(The task):
In the forum thread about slow inference in TensorFlow, why is writing a custom CUDA op for the cumsum operation proposed as a solution? Answer in one to three sentences.

-- begin Document passage --

LovaszSoftmax icon indicating copy to clipboard operation
LovaszSoftmax copied to clipboard

Very slow inference in tensorflow

Open jianlong-yuan opened this issue 6 years ago • 14 comments

before i use your loss function, 2.5sec/step after i use your loss function, 32.0sec/step

i use tensorflow 1.6.0

jianlong-yuan avatar May 17 '18 05:05 jianlong-yuan

That slowdown seems quite drastic, do you have e.g. many categories or images to evaluate in one step? I suspect that dedicated CUDA kernel would speed up the implementation a lot (better than the large succession of the masking/selecting/sort operations). However I don't plan to tackle this in the near future - contributions in this direction are welcome.

bermanmaxim avatar May 17 '18 08:05 bermanmaxim

I just use it on cityscapes dataset. I use distributed computing. model is deeplab v3+

jianlong-yuan avatar May 17 '18 13:05 jianlong-yuan

I did some profiling. It seems in tensorflow the tf.cumsum operation is extremely slow on GPU, and takes a huge amount of time (~99% of the total time).

In Pytorch, as expected, the sort operation is the one that takes the most time, cumsum is virtually instant on GPU.

I will investigate a bit more, it might mandate an issue report for tensorflow.

bermanmaxim avatar May 19 '18 15:05 bermanmaxim

This python notebook summarizes the problem: tensorflow/profile_ops.ipynb The cumsum operation is ~4000x slower in tensorflow vs pytorch for typical number of pixels/batch. https://github.com/tensorflow/tensorflow/issues/813 mention that current implementations of cumsum in Eigen (tensorflow) is naïve. A solution would be to write a custom cuda op for this operation. Pointers for cumsum on gpu are given on https://stackoverflow.com/a/25251434/805502.

-- end Document passage --
-- begin Excerpted data --

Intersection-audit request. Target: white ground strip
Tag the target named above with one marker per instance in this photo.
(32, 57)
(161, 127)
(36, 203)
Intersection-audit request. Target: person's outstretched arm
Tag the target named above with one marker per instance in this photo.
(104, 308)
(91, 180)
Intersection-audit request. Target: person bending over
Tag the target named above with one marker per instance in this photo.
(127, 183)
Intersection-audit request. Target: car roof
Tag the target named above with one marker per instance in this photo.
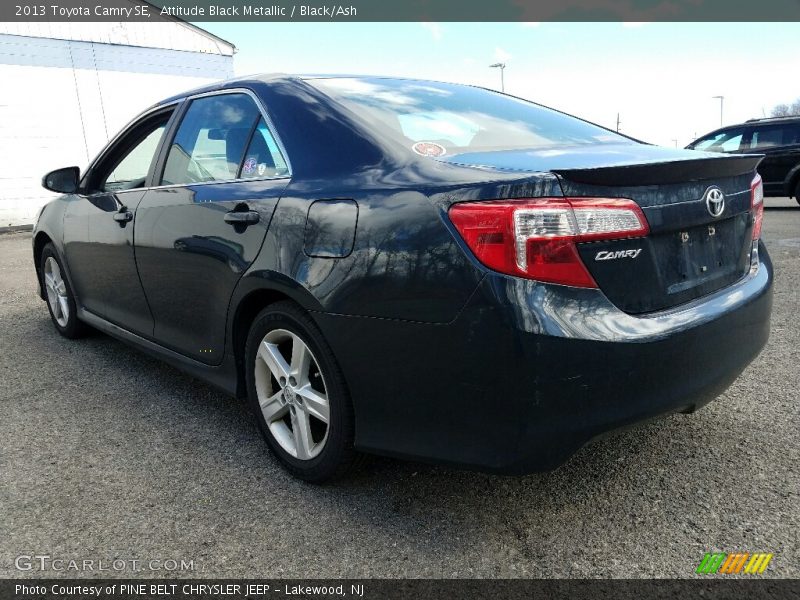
(267, 78)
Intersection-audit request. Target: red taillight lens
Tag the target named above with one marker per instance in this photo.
(535, 238)
(757, 205)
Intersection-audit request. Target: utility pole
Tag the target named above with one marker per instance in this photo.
(502, 67)
(721, 100)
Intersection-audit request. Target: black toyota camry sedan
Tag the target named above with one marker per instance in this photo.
(412, 268)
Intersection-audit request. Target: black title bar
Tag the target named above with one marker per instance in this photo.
(399, 10)
(394, 589)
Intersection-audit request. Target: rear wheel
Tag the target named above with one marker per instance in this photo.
(298, 394)
(60, 299)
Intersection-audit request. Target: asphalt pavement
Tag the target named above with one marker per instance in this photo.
(107, 454)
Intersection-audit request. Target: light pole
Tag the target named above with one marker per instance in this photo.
(721, 100)
(502, 67)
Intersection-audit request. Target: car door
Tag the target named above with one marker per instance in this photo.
(99, 226)
(223, 172)
(780, 145)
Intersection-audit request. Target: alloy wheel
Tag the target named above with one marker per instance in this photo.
(56, 291)
(292, 395)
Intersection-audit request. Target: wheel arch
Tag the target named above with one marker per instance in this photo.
(39, 242)
(252, 302)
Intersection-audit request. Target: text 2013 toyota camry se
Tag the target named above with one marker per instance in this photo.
(412, 268)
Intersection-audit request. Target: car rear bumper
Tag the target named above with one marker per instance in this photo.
(529, 372)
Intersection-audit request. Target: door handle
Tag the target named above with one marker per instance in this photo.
(123, 216)
(242, 217)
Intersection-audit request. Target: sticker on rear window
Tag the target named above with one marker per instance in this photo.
(428, 149)
(249, 166)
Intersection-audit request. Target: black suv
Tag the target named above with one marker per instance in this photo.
(777, 138)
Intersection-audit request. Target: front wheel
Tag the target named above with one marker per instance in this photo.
(60, 299)
(298, 394)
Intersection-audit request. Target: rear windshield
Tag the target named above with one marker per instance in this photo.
(434, 119)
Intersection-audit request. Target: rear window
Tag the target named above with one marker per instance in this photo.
(434, 119)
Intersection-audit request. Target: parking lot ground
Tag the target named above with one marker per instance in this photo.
(108, 454)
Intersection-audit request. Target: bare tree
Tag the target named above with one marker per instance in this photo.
(787, 110)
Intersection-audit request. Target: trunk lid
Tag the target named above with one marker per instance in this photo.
(689, 252)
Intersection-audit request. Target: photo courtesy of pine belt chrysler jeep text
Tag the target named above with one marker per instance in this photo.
(412, 268)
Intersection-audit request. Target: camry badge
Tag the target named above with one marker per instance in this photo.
(715, 201)
(606, 255)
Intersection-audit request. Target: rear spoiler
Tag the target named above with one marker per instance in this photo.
(661, 172)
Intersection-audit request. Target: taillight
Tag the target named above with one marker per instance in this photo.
(757, 205)
(535, 238)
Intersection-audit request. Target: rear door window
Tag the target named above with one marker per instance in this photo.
(211, 139)
(767, 137)
(723, 141)
(263, 157)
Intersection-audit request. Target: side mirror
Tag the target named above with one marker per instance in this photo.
(63, 181)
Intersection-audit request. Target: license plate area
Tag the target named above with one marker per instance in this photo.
(704, 255)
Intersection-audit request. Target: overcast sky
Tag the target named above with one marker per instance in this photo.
(660, 77)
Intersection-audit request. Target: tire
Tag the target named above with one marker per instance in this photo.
(293, 384)
(60, 298)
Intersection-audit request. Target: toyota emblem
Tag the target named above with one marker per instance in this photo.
(715, 201)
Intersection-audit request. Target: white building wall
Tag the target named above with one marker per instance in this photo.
(61, 101)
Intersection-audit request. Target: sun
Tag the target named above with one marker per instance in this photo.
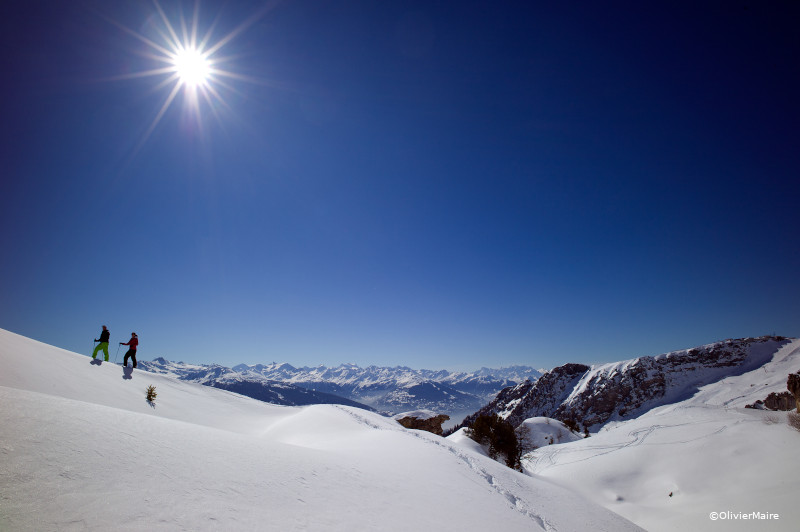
(188, 61)
(192, 66)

-- end Excerpted data --

(Answer below):
Profiling showed that tf.cumsum is extremely slow on GPU in TensorFlow. It takes about 99% of the total time and runs roughly 4000x slower than in PyTorch for a typical number of pixels per batch. The linked TensorFlow issue says the current cumsum implementation in Eigen is naïve, so a custom CUDA op would replace that slow implementation.